> **Reading text**:

Cymru Culture

Articles / Erthyglau

Russell Todd; Pêl-droed

(December 01, 2016)

A warm welcome to Russell Todd and his inaugural article for Cymru Culture. Russell is a founding member of the Podcast Pêl-droed collective, a podcast and blog dedicated to the Wales football team. It discusses the fortunes of the national team from historical, cultural and political perspectives; "Sometimes," he says, "we even discuss the football itself". Russell works in community development and has a strong belief that "collective action in and by communities themselves must underpin the radical change that Welsh society needs to see if we are to reverse decades of managed decline."

Originally from Dinas Powys, Russell now lives in Cardiff with his wife and three children. He has learned Welsh as a second language and enjoys music, horror cinema and real ale.

In the first of his regular columns on Welsh football, Russell looks back at Euro 2016 in France and at Wales' prospects in the 2018 World Cup qualifiers.

(Data pulled from a collection)
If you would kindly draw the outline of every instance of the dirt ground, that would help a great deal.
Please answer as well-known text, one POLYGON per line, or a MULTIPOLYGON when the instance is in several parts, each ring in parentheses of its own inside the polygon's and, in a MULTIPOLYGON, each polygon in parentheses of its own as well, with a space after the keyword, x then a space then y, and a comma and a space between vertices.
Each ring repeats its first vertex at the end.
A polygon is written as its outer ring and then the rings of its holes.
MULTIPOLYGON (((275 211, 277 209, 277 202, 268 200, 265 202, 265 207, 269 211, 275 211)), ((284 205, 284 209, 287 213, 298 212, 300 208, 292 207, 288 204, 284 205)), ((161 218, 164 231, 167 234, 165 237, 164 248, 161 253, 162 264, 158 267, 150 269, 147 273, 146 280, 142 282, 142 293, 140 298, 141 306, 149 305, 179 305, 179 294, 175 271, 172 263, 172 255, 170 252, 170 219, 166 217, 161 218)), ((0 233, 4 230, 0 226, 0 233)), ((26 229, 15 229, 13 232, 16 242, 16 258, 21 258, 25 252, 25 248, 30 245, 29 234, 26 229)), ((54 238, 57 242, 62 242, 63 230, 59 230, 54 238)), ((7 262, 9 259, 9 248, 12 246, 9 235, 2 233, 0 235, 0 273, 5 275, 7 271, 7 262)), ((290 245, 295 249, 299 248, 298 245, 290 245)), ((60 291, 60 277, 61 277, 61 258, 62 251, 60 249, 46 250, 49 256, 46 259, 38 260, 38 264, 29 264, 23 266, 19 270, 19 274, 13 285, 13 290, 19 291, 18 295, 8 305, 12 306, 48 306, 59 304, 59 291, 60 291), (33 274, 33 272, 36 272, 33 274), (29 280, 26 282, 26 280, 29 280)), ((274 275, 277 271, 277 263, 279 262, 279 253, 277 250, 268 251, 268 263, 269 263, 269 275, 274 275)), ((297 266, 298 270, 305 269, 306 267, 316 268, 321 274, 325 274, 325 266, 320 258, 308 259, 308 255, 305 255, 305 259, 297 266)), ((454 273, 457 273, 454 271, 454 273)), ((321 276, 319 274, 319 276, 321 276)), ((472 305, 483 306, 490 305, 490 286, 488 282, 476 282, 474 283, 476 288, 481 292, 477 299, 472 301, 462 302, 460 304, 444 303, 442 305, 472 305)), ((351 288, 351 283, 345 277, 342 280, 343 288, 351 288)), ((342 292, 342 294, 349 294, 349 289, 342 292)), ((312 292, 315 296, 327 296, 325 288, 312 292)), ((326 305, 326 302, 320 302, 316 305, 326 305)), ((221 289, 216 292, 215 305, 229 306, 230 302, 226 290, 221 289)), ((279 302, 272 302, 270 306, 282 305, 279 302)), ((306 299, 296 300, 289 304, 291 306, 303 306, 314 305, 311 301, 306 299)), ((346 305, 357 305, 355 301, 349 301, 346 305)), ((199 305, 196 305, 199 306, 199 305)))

> **Problem to work on**:
Answer these questions from the Cymru Culture introduction:
1. Where is Russell Todd originally from?
2. What field does he work in?
3. Which tournament does his first column look back at?
The listing comes from a separate source, not from the text above.

> **Answer for this exercise**:
1. Dinas Powys
2. Community development
3. Euro 2016 in France